# masía



## catedral

Necesito ayuda de algún nativo que haya vivido en Cataluña, España, ya que el otro día un alumno me preguntó cómo se decía "masía" en inglés....y la verdad, sólo se me ocurrió 'Catalan country house' pero no me quedé muy convencida de mi respuesta. ¿Alguien me podría ayudar?


----------



## catedral

por si alguien quiere ver una típica masía catalana...

www.costa-brava-homes.com/images/masia.gif


----------



## RIU

Hola Cat, 

Termcat ho tradueix com a "manor house".


----------



## catedral

Gracias, pero creo que al final lo de 'Catalan country house ' no está tan mal, lo he encontrado como traducción en varias agencias inmobiliarias. De todas maneras consideraré tu opción. Gracias otra vez.


----------



## guixols

Hola,

"Country house" seria millor. Un "manor house" és aixi:

http://www.picturesofengland.com/pictures/500/Old_Hall_Gainsborough_1114202474.jpg


----------



## cirrus

They don't all look like that. It depends how rich the area was. Country houses could also be grand, or they might be more modest.


----------



## TraductoraPobleSec

No se si alguien por aquí va a estar de acuerdo conmigo, Catedral, pero opino que la palabra _masía_ es intraducible, como también lo son muchísimas otras denominaciones de tipos de casa. _Catalan country house_ es una traducción explicativa bastante acertada (creo yo), pero el concepto de _masía_ no tiene equivalente en otras lenguas, del mismo modo que un _cottage_ siempre será un _cottage_, etc.

Un abrazo.


----------



## guixols

Cirrus ten raó, però en AE, "manor" ès sinònim a mansió.


----------



## susanb

TraductoraPobleSec said:


> No se si alguien por aquí va a estar de acuerdo conmigo, Catedral, pero opino que la palabra _masía_ es intraducible, como también lo son muchísimas otras denominaciones de tipos de casa. _Catalan country house_ es una traducción explicativa bastante acertada (creo yo), pero el concepto de _masía_ no tiene equivalente en otras lenguas, del mismo modo que un _cottage_ siempre será un _cottage_, etc.

**Datos proporcionados:**
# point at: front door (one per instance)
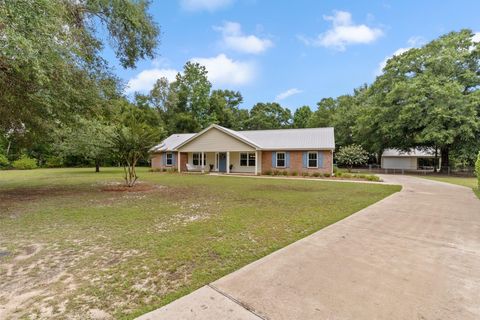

**Qué se pide:** ¿Puedes retomar el hilo del foro sobre cómo traducir «masía» al inglés y continuarlo desde el punto en que termina?

**Resultado del ejercicio:**
> 
> Un abrazo.


Totalment d'acord amb tu. Per tal que s'entengui has de saber com és una *masia *i la millor manera és dir *a Catalan Country House*. Si no saben com són al Google ho trobaran


----------



## Azzurra

TraductoraPobleSec said:


> No se si alguien por aquí va a estar de acuerdo conmigo, Catedral, pero opino que la palabra _masía_ es intraducible, como también lo son muchísimas otras denominaciones de tipos de casa. _Catalan country house_ es una traducción explicativa bastante acertada (creo yo), pero el concepto de _masía_ no tiene equivalente en otras lenguas, del mismo modo que un _cottage_ siempre será un _cottage_, etc.



Vuelvo a este post para preguntaros si estáis de acuerdo... *Masia *es una palabra muy específica de vuestra cultura? Y lo tanto mejor sería no traducirla? ​


----------



## Namarne

Hola: 

Yo estoy de acuerdo con la opinión de Traductora. Mi duda es en qué idioma sería mejor dejar "masia", y en cuál sería mejor una traducción descriptiva (tipo _Catalan country house_). 
Tengo muy claro que en castellano dejaría _masía _(con acento, pues de hecho existe la palabra en castellano), pero no sé en otras lenguas. En una novela se hace un poco farragosa la traducción descriptiva (no sé si opinas igual).  

A ver qué dicen los demás. 

Saludos.


----------



## merquiades

En francés existe la palabra "le mas", tiene que haber algún equivalente en italiano. He visto casas de campo parecidas en Toscana (casaletti?).  En inglés, idioma que acepta todo tipo de préstamo sin problema, pondría _masia_ en itálica y si creo que hace falta una explicación la pondría entre paréntesis (Catalan manor home) si es lujosa,(Catalan country home) si es normal, (Catalan farmhouse) si es rústica, típica, pintoresca.


----------



## ursu-lab

Com ja vaig escriure al fòrum italià-castellà, una masia catalana és clavada a un _casale _italià (o _cascina_), sobretot, com diu Merquiades, a la Toscana .


----------



## Azzurra

ursu-lab said:


> Com ja vaig escriure al fòrum italià-castellà, una masia catalana és clavada a un _casale _italià (o _cascina_), sobretot, com diu Merquiades, a la Toscana .



Sí sí, cuestión resuelta  (abrí este hilo en el momento que tuve la duda que te comentaba en el foro italiano-castellano, pero luego entendí que no se trata de algo intraducible, por lo que tiene que ver con el italiano)
Muchísimas gracias a todos, nos vemos muy pronto...


----------



## olaszinho

Bon dia a tots,
voldrìa recordar que en italià existeix també la paraula "il maso", s'usa per a indicar una caseta de muntanya amb un petit terreny en unes zones dels Alps.


Corregiu tots els meus errors, si us plau.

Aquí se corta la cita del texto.